*Passage shown*
-- BEGIN --

‘Othello’ and ‘Measure for Measure.’

Under the incentive of such exalted patronage, Shakespeare’s activity redoubled, but his work shows none of the conventional marks of literature that is produced in the blaze of Court favour. The first six years of the new reign saw him absorbed in the highest themes of tragedy, and an unparalleled intensity and energy, which bore few traces of the trammels of a Court, thenceforth illumined every scene that he contrived. To 1604 the composition of two plays can be confidently assigned, one of which—‘Othello’—ranks with Shakespeare’s greatest achievements; while the other—‘Measure for Measure’—although as a whole far inferior to ‘Othello,’ contains one of the finest scenes (between Angelo and Isabella, II. ii. 43 sq.) and one of the greatest speeches (Claudio on the fear of death, III. i. 116-30) in the range of Shakespearean drama. ‘Othello’ was doubtless the first new piece by Shakespeare that was acted before James. It was produced at Whitehall on November 1. ‘Measure for Measure’ followed on December 26. [235] Neither was printed in Shakespeare’s

lifetime. The plots of both ultimately come from the same Italian collection of novels—Giraldi Cinthio’s ‘Hecatommithi,’ which was first published in 1565.

-- END --

*Excerpted records*
-- BEGIN --

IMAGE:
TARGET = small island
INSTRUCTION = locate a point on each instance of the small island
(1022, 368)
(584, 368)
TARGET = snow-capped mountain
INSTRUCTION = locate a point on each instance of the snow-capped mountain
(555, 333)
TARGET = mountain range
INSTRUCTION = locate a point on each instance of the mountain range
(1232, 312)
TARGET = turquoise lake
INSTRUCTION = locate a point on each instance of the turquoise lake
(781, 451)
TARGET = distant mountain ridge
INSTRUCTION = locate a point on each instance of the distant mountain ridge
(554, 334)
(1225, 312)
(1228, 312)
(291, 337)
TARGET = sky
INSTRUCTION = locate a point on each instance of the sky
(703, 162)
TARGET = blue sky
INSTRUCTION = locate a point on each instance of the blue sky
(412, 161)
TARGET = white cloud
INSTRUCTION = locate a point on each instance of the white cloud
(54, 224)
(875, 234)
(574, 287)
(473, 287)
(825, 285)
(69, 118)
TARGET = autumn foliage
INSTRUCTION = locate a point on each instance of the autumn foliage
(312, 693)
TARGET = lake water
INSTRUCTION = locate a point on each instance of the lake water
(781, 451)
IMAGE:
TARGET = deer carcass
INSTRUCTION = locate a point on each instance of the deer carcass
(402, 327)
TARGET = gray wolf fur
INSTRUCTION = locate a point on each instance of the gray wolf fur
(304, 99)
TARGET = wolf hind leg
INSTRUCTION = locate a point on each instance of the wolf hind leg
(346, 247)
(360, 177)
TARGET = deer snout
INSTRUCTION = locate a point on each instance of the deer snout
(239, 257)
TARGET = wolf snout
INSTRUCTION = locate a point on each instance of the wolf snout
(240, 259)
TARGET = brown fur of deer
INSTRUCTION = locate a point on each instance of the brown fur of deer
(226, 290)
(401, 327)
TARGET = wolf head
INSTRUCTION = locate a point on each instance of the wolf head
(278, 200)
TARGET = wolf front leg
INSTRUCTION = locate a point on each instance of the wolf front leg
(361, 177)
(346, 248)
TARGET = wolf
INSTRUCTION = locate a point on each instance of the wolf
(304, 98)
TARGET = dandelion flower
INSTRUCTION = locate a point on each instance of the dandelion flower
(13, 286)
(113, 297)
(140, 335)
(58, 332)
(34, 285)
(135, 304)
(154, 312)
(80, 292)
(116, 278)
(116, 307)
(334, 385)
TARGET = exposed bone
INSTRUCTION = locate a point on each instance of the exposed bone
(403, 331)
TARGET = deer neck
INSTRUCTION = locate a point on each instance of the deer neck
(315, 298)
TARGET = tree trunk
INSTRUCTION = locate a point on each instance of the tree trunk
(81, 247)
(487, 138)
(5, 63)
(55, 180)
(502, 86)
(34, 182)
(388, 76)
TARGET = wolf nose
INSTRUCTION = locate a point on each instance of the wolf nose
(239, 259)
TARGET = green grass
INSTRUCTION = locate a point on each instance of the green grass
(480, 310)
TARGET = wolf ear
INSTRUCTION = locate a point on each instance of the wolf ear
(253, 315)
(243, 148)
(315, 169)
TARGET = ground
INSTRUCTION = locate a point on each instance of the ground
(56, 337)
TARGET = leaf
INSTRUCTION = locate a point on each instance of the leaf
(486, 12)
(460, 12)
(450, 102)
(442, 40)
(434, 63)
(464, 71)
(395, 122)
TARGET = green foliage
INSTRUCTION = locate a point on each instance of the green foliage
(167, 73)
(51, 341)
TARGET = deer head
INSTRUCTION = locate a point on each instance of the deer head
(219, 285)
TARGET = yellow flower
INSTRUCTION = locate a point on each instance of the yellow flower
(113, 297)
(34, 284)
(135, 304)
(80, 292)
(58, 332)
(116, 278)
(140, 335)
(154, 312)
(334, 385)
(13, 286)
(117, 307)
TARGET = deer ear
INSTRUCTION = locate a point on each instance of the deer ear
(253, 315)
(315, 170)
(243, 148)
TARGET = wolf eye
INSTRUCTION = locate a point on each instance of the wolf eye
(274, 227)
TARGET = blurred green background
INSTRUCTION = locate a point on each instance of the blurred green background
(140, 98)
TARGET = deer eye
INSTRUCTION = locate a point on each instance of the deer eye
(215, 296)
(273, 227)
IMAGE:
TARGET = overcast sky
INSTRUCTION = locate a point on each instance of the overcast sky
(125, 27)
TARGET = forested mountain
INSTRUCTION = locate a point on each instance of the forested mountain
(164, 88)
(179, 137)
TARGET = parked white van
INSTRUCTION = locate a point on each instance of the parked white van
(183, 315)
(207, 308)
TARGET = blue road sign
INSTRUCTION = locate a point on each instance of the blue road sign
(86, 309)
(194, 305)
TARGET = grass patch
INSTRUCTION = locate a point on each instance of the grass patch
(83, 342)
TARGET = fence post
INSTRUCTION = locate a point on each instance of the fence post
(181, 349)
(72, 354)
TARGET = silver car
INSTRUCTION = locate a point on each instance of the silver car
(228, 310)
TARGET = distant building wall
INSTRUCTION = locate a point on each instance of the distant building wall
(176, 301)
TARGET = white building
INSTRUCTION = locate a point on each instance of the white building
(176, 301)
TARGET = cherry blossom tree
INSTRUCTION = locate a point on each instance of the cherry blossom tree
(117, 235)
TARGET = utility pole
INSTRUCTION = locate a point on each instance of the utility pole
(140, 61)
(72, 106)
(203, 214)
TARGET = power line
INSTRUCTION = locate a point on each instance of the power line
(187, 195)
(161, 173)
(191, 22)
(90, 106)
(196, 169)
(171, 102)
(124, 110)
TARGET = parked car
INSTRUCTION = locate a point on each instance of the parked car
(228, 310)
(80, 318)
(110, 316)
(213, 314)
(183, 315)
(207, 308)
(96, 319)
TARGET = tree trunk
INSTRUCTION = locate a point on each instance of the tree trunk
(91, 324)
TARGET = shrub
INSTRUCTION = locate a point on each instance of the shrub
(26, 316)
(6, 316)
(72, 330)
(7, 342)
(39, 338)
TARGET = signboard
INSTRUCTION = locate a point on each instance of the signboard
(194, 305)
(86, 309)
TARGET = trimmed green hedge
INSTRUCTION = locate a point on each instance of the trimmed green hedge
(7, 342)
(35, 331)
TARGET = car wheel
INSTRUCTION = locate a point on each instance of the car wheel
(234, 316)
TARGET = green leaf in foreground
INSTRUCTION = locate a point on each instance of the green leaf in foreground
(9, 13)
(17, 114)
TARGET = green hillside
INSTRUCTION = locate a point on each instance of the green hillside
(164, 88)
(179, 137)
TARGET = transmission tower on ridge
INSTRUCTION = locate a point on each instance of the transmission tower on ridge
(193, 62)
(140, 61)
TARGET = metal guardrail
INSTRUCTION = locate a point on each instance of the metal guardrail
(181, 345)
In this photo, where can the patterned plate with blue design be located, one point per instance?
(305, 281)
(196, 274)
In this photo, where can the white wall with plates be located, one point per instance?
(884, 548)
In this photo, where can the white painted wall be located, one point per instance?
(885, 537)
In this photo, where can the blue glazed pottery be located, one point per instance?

-- END --

*Given exercise*
Which characters from 'Measure for Measure' does the passage on the two Shakespeare plays name? Rely solely on the passage for these answers.

*Solved problem*
Angelo, Isabella, Claudio